## Provided data:

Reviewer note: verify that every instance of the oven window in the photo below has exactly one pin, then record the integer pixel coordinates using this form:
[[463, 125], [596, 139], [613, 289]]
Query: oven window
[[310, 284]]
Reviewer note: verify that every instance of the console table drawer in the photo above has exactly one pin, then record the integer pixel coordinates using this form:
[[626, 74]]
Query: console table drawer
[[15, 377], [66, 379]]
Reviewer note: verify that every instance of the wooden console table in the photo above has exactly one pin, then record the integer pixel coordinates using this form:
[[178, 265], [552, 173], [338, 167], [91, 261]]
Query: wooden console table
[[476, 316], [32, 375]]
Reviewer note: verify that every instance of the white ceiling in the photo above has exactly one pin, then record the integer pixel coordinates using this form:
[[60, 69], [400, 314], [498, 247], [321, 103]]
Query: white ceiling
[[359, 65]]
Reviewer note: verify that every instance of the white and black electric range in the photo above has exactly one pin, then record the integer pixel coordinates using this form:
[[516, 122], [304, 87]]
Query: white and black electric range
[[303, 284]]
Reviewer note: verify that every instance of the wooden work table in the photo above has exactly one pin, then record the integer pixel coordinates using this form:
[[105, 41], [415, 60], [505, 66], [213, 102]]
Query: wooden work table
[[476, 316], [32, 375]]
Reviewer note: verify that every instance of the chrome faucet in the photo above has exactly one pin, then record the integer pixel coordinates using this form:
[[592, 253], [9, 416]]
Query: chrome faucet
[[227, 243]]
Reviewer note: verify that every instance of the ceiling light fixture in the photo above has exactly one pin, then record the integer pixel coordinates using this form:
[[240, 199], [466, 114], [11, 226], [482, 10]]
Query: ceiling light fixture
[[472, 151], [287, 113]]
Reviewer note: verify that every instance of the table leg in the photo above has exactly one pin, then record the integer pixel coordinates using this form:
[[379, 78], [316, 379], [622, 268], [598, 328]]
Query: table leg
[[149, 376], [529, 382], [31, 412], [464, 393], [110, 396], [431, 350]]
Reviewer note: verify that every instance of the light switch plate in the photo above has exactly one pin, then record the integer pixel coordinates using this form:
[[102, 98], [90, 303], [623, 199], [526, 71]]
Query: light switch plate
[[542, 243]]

## Exercise task:
All of the entries should be written out again exactly.

## Final result:
Reviewer note: verify that every instance of the oven window in the photo below has exactly one pin, then record the integer pixel coordinates using this form:
[[463, 125], [596, 139], [613, 289]]
Query: oven window
[[310, 284]]
Reviewer note: verify that every instance of the console table drawer in the photo above has exactly one pin, then record the integer pixel coordinates using this form:
[[626, 74]]
Query: console table drawer
[[15, 377], [66, 379]]
Reviewer note: verify that every instance of the wooden console table in the photo above has exactly one pin, then record the integer pixel coordinates using this form:
[[178, 265], [552, 173], [338, 167], [91, 261]]
Query: wooden console table
[[476, 316], [32, 375]]
Reviewer note: verify that every instance of the white ceiling in the photo above has exactly one pin, then record the integer pixel coordinates using this form:
[[60, 69], [400, 314], [498, 247], [321, 103]]
Query: white ceiling
[[359, 65]]
Reviewer note: verify that every instance of the white and black electric range in the photo above has exactly one pin, then record the integer pixel coordinates using this form:
[[516, 122], [304, 87]]
Query: white and black electric range
[[303, 284]]
Reviewer note: verify that every instance of the wooden work table in the photo above has exactly one pin, then record the integer pixel coordinates using this form:
[[105, 41], [415, 60], [505, 66], [213, 102]]
Query: wooden work table
[[476, 316], [32, 375]]
Reviewer note: verify that every instance of the chrome faucet in the photo above has exactly one pin, then record the integer pixel coordinates using this form:
[[592, 253], [9, 416]]
Query: chrome faucet
[[227, 243]]
Reviewer note: verify that every instance of the ceiling light fixture in the photo above has exactly one pin, then record the integer pixel coordinates using this form:
[[240, 199], [466, 114], [11, 226], [482, 10]]
Query: ceiling light fixture
[[472, 151], [287, 113]]
Reviewer note: verify that every instance of the table leg in the photo above has exactly one pin, then record the integer pixel coordinates using this form:
[[379, 78], [316, 379], [622, 268], [598, 328]]
Query: table leg
[[149, 376], [529, 382], [31, 412], [464, 393], [110, 396], [431, 350]]
Reviewer note: verify that every instance of the light switch plate in the photo above has exactly one pin, then record the integer pixel coordinates using this form:
[[102, 98], [90, 303], [623, 199], [526, 71]]
Query: light switch plate
[[542, 243]]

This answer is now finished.